List every line below that contains the string "striped", treating uppercase and lowercase letters as different.

[BEGIN AVAILABLE RECORDS]

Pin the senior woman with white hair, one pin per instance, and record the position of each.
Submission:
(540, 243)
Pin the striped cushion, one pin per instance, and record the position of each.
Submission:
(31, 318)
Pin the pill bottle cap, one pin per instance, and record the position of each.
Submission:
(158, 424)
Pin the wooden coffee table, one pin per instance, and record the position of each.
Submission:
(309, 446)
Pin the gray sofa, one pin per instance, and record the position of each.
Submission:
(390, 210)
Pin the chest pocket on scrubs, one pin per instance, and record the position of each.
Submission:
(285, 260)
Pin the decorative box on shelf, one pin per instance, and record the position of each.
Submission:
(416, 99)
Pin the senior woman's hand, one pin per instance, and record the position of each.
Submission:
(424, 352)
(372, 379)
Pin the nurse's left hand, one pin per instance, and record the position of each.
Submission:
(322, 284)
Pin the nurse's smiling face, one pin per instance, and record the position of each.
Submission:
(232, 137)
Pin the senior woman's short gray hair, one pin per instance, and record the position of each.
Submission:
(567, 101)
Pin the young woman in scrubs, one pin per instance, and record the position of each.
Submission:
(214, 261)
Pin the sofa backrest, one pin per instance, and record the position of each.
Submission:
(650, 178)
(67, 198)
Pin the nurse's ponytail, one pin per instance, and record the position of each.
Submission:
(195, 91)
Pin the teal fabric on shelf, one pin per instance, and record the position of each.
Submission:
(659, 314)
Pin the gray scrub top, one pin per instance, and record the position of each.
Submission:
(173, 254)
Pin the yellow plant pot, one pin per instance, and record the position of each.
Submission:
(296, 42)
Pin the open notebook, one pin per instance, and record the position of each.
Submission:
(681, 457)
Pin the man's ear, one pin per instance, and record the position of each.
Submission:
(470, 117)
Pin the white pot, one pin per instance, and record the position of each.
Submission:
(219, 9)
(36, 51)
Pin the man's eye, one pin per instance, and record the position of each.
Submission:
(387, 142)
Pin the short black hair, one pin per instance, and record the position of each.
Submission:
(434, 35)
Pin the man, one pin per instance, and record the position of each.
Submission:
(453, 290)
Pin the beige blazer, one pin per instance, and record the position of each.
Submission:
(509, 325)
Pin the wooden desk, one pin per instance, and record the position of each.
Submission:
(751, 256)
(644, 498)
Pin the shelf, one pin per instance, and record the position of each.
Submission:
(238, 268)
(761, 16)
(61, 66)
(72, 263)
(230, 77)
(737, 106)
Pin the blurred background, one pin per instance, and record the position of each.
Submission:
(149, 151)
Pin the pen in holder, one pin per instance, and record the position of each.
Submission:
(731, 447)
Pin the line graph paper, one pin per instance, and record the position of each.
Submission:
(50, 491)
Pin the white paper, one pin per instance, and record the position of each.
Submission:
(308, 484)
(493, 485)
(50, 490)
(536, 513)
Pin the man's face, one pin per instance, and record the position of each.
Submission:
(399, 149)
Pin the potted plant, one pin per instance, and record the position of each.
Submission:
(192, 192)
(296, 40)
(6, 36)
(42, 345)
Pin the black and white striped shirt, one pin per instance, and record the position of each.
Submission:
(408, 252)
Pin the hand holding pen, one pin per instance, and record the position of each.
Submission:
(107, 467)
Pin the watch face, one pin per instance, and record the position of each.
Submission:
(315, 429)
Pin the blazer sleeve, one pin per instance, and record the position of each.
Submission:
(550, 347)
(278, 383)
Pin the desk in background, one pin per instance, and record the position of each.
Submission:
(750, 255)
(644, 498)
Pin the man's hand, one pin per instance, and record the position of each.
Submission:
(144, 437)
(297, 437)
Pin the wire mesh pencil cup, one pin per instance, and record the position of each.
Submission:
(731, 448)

[END AVAILABLE RECORDS]
[BEGIN AVAILABLE RECORDS]

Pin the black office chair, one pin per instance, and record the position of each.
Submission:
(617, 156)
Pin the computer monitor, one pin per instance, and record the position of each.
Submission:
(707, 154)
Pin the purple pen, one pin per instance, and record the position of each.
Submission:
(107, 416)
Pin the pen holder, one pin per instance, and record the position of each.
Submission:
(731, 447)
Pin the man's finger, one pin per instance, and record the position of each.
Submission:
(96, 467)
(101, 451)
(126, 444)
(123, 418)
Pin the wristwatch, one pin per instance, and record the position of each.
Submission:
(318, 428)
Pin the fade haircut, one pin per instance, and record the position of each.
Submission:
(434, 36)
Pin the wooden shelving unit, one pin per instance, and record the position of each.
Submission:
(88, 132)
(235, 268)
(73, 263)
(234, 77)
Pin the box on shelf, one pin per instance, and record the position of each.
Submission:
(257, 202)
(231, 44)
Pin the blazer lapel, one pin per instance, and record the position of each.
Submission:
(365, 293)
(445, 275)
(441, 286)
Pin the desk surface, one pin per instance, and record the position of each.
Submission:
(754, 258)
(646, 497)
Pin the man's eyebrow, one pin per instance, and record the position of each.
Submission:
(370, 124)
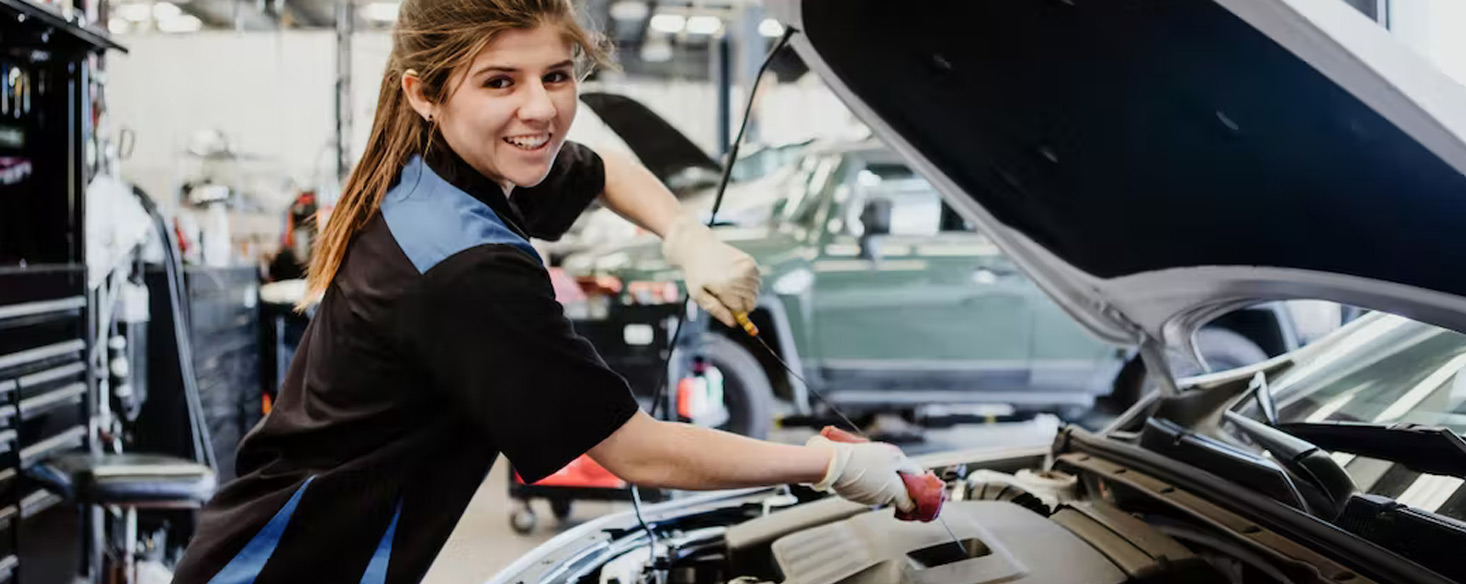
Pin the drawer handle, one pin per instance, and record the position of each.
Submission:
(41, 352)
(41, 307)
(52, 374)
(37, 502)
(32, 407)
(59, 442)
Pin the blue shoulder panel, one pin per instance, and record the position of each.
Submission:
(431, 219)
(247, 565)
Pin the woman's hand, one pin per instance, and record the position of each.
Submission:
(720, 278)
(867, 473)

[END AVAILABLE RECORDS]

_RESPONSE TO THE TASK_
Pin the striped cushion, one pin per instance, and record the position of each.
Pin the black and white striped shirt, one pin per instance, and record the position of each.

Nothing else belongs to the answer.